- Stored records:

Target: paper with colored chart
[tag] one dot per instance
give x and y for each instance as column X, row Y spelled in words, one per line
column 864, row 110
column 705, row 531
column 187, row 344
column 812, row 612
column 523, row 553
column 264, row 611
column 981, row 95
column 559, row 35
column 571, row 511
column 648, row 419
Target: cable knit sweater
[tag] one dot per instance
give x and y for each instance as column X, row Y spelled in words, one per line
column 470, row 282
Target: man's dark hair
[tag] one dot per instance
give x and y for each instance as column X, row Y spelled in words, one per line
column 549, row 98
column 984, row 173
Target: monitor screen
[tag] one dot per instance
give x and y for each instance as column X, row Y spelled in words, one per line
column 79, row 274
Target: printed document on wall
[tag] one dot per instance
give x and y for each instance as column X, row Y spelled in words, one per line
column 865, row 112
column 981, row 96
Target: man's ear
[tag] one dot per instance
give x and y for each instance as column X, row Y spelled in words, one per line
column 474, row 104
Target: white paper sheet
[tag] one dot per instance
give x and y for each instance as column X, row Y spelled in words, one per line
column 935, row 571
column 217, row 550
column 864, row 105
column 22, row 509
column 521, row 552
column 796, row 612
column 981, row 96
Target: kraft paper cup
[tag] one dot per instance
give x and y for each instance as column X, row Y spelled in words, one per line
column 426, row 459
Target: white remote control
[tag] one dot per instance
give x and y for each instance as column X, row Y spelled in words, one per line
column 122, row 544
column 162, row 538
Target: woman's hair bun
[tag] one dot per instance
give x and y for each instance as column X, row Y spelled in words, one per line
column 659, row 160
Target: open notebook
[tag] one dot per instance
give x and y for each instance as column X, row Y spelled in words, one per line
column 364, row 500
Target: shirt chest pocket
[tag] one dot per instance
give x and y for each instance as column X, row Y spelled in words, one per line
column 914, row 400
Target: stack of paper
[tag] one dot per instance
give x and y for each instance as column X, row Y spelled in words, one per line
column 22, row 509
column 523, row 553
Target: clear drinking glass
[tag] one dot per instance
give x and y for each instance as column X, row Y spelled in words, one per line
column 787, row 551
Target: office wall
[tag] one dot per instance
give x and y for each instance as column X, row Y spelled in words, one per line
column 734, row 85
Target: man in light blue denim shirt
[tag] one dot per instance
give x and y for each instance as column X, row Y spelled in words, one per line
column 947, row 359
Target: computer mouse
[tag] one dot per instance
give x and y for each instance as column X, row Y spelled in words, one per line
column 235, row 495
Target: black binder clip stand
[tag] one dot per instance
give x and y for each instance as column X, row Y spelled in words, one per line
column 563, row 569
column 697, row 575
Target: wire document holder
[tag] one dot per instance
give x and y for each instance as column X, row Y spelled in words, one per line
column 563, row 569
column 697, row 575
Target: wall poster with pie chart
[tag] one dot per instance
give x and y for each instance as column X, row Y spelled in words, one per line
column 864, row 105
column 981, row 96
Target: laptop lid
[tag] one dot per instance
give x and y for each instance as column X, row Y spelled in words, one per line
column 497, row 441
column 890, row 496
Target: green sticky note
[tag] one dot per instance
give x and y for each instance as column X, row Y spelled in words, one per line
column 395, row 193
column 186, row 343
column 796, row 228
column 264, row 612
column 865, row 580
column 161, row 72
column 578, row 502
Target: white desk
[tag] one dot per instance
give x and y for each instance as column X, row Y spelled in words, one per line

- Task details:
Show the data once more, exactly as it was written.

- Task output:
Target: paper with colored chart
[tag] one dot per instance
give x and y for each instance as column X, row Y spelled in words, one per line
column 864, row 110
column 705, row 531
column 187, row 344
column 812, row 612
column 523, row 553
column 264, row 611
column 981, row 95
column 559, row 35
column 571, row 511
column 648, row 419
Target: cable knit sweater
[tag] one dot per instance
give x and y for each instance as column X, row Y spelled in words, one per line
column 470, row 282
Target: man's dark hair
[tag] one dot per instance
give x and y for each instance as column X, row Y spelled in words, one per line
column 549, row 98
column 984, row 173
Target: monitor screen
[tag] one dot per instance
give x and y for each instance as column X, row Y spelled in words, one per line
column 79, row 274
Target: printed document on wall
[tag] one dot per instance
give x and y for each instance as column X, row Y spelled in words, one per line
column 865, row 112
column 981, row 96
Target: man's ear
[tag] one dot per instance
give x and y for each instance as column X, row Y spelled in words, one per line
column 474, row 104
Target: white paper sheet
[tag] one dot per instance
give x and y for each instance as column X, row Y spelled in words, one per line
column 935, row 571
column 217, row 550
column 864, row 105
column 22, row 509
column 521, row 552
column 796, row 612
column 981, row 96
Target: kraft paper cup
[tag] one dot per instance
give x and y for each instance as column X, row Y spelled in words, one per line
column 426, row 459
Target: white remote control
[tag] one dot per instance
give x and y for each instance as column X, row Y spelled in words, one per line
column 122, row 544
column 162, row 538
Target: woman's hair bun
[tag] one dot per instance
give x and y for each instance as column X, row Y spelled in words, one per line
column 659, row 160
Target: open notebook
[tag] one dot per instance
give x and y for each instance as column X, row Y spelled in words, one per line
column 364, row 500
Target: shirt chest pocket
[tag] one dot per instance
give x and y for each instance as column X, row Y spelled in words, one per line
column 914, row 400
Target: stack of paper
[tag] one dot per instance
give x and y for each instance as column X, row Y spelled in words, one per line
column 22, row 509
column 523, row 553
Target: clear drinking glass
[tag] one dot per instance
give x and y for each instance as column X, row Y spelled in words, one per line
column 787, row 551
Target: office wall
[tag] one dot per instance
give x and y for each instance as column X, row Y spelled in words, one per line
column 734, row 85
Target: man in light blue denim shirt
[tag] one dot per instance
give x and y for each instance as column X, row Y spelled in words, one per line
column 947, row 359
Target: computer mouse
[tag] one dot per instance
give x and y for each instance as column X, row Y spelled in words, one per line
column 235, row 495
Target: black binder clip stand
[tag] one dot per instance
give x and y for each instance as column X, row Y spelled in words, one per line
column 563, row 569
column 697, row 575
Target: wire document holder
[tag] one dot per instance
give x and y for each instance as column X, row Y spelled in words, one per line
column 563, row 569
column 697, row 575
Target: wall poster with pie chart
[tag] one dot per instance
give x and y for each instance as column X, row Y spelled in words, one per line
column 864, row 105
column 981, row 96
Target: laptop lid
[tag] one dot per instance
give x and y for each instance as column X, row Y spelled in words, one per line
column 497, row 441
column 890, row 496
Target: green sticky note
[tag] one dot per instance
give x and y for each instance as column X, row Y spelled in words, one per line
column 395, row 193
column 186, row 343
column 796, row 228
column 264, row 612
column 865, row 580
column 161, row 72
column 578, row 502
Target: white desk
[tag] one dot per instance
give x and y for each instance as column X, row Y spelled in words, one per line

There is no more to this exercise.